(Records from a point labeling set)
════════

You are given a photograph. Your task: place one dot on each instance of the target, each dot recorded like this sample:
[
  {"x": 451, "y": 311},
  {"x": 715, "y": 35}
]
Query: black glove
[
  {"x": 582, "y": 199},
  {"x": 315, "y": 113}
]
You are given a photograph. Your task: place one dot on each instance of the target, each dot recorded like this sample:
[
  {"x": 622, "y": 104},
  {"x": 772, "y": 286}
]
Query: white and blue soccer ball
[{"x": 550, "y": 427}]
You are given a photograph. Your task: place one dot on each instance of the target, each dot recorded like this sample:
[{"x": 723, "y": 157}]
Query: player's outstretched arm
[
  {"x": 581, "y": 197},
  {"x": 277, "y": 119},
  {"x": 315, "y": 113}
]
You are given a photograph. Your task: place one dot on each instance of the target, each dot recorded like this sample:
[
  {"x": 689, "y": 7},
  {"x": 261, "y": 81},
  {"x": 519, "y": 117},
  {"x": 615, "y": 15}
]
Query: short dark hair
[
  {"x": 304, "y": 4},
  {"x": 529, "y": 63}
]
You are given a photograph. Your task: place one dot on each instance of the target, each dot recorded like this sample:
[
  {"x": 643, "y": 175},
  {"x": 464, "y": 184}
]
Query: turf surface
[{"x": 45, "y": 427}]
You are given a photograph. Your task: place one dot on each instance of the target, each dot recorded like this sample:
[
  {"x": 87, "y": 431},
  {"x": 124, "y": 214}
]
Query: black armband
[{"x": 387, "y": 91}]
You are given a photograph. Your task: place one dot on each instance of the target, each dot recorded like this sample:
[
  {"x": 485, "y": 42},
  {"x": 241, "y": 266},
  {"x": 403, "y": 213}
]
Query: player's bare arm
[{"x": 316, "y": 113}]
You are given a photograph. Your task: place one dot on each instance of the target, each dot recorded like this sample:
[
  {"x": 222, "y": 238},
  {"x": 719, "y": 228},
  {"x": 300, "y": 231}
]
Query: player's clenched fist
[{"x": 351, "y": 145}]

════════

▶ **Your objective**
Return the entries above exactly as they appear.

▶ **Written solution**
You are given a photograph. Your task: place one dot on each instance of the target, each dot recorded like this sample:
[
  {"x": 451, "y": 311},
  {"x": 715, "y": 35}
]
Query: black glove
[
  {"x": 582, "y": 199},
  {"x": 315, "y": 113}
]
You are given a photograph. Your task: place one dot on each instance of the target, each dot recorded like this sample:
[
  {"x": 622, "y": 104},
  {"x": 772, "y": 286}
]
Query: white and blue soccer ball
[{"x": 550, "y": 427}]
You are given a photograph. Your task: place one dot on each instance of the target, each dot recorded like this sample:
[{"x": 723, "y": 157}]
Query: player's outstretched arm
[
  {"x": 581, "y": 197},
  {"x": 277, "y": 119},
  {"x": 315, "y": 113}
]
You are given a photograph. Your task: place one dot on each instance of the target, each dot recorded like this sample:
[
  {"x": 689, "y": 7},
  {"x": 261, "y": 81},
  {"x": 519, "y": 117},
  {"x": 615, "y": 15}
]
Query: short dark hair
[
  {"x": 304, "y": 4},
  {"x": 529, "y": 63}
]
You are given a photograph. Your task: place one dot on each instance of the target, each dot recorded like this sample:
[
  {"x": 643, "y": 175},
  {"x": 464, "y": 184}
]
Query: turf surface
[{"x": 45, "y": 427}]
You are given a photograph. Your task: place one dot on each instance of the target, each dot recorded like this sample:
[
  {"x": 87, "y": 431},
  {"x": 124, "y": 214}
]
Query: black armband
[{"x": 387, "y": 91}]
You are given a photograph. Your task: place one dot on each instance of the target, each dot recorded like this sample:
[
  {"x": 485, "y": 42},
  {"x": 241, "y": 266},
  {"x": 403, "y": 213}
]
Query: player's bare arm
[{"x": 316, "y": 113}]
You are given a photograph. Your task: place one dot on each instance of the target, each dot recorded like this sample:
[
  {"x": 222, "y": 238},
  {"x": 719, "y": 228},
  {"x": 300, "y": 231}
]
Query: player's clenched fist
[{"x": 351, "y": 145}]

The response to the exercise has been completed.